Work to be completed
Tally how many lines in the records below contain the word "building", matching case exactly. Reply with only the number.

Dataset entries
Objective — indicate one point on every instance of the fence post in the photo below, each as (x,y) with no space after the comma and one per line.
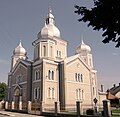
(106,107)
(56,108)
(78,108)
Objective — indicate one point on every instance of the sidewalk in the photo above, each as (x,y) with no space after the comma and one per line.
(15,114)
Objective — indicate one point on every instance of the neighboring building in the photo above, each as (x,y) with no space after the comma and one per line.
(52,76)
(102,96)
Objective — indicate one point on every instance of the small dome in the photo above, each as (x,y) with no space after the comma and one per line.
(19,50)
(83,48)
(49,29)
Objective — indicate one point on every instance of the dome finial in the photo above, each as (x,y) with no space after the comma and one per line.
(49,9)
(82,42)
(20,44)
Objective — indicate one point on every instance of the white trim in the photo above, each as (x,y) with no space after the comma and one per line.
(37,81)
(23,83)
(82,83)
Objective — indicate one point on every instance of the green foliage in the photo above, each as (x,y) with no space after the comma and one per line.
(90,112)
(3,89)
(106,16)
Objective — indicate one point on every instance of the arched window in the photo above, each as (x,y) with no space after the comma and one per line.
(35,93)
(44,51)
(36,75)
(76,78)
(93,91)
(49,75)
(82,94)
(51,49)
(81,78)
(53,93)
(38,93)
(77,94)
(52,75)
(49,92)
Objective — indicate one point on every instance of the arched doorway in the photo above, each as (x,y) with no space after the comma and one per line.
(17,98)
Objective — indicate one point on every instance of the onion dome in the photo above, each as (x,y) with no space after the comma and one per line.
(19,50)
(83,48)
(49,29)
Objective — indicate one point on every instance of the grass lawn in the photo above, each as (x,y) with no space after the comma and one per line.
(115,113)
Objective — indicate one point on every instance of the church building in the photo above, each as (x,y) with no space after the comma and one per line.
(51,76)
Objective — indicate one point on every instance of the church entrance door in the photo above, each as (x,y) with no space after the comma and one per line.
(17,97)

==

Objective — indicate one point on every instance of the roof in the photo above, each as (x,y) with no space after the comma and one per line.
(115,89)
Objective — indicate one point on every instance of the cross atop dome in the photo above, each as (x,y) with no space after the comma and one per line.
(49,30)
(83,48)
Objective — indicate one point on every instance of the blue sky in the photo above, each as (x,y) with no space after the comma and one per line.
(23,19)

Written solution
2